*BRIEF 1*: Copy the following lines of the listing verbatim, starting at the first line of the listing and stopping after the line that contains "Give the mask of the woman's".

** start of SOURCE **

- The Rev. Alberto Cutié, the celebrity priest removed from his Miami Beach church after photos of him kissing and embracing a woman appeared in the pages of a Spanish-language magazine earlier this month, has left the Roman Catholic Archdiocese of Miami to join the Episcopal church
At a news conference in front of the church, Cutié is expected to announce that he will marry his girlfriend, whom media reports have cited as 35-year-old Ruhama Buni Canellis, a divorced mother living in Miami Beach.
Cutié got into trouble with the Archdiocese of Miami earlier this month when compromising pictures of the 40-year-old cleric were published in the Spanish-language magazine TVnotas. The magazine's cover showed the priest in blue shorts lying on his back embracing a woman with long brown hair, a violation of his vow of chastity. Additional photos inside the magazine showed him kissing the woman.
Such a relationship [marriage of priests] is not prohibited in the more liberal Episcopal church, which considers itself the ''middle way'' between Protestantism and Catholicism. It ordains women and has an openly gay bishop.

** end of SOURCE **

*BRIEF 2*: In the article about Alberto Cutié, condense the paragraph beginning "Cutié got into trouble with the Archdiocese" into a shorter version that keeps its main facts.

** start of DATA EXCERPTS **

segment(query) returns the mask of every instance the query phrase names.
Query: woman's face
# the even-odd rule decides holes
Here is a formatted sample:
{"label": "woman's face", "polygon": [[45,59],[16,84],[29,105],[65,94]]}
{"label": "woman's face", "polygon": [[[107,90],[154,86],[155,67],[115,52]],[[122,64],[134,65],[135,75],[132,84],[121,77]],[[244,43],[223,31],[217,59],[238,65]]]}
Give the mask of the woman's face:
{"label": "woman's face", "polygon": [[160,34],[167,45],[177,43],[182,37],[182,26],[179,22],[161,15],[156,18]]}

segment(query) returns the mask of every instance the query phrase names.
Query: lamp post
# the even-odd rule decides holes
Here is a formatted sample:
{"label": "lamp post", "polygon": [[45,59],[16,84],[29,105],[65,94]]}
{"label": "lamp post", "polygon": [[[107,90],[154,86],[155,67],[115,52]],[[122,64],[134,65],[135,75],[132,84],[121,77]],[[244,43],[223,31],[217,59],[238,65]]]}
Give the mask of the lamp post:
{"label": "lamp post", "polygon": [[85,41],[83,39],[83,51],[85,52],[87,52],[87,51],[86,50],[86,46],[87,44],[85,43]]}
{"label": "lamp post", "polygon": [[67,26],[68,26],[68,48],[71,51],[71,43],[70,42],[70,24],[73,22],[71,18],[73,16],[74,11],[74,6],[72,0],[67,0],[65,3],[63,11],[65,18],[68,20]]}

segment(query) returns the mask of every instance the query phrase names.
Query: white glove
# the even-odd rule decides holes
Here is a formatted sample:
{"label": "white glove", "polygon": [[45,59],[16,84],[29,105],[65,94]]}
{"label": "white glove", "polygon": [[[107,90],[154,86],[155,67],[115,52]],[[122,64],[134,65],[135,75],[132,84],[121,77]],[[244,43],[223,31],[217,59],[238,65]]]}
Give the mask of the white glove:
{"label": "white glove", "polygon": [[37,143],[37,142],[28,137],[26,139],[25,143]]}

** end of DATA EXCERPTS **

*TASK RESPONSE 1*:
segment(query) returns the mask of every instance the query phrase names.
Query: woman's face
# the even-odd rule decides holes
Here is a formatted sample:
{"label": "woman's face", "polygon": [[45,59],[16,84],[29,105],[65,94]]}
{"label": "woman's face", "polygon": [[[107,90],[154,86],[155,67],[115,52]],[[122,64],[134,65],[135,75],[132,84],[121,77]],[[244,43],[223,31],[217,59],[238,65]]]}
Give the mask of the woman's face:

*TASK RESPONSE 2*: Earlier this month, Cutié, 40, ran into trouble with the Archdiocese of Miami when the Spanish-language magazine TVnotas published compromising photos of him. Its cover showed him in blue shorts, lying on his back and embracing a long-haired brunette woman, which violated his vow of chastity. Photos inside showed him kissing her.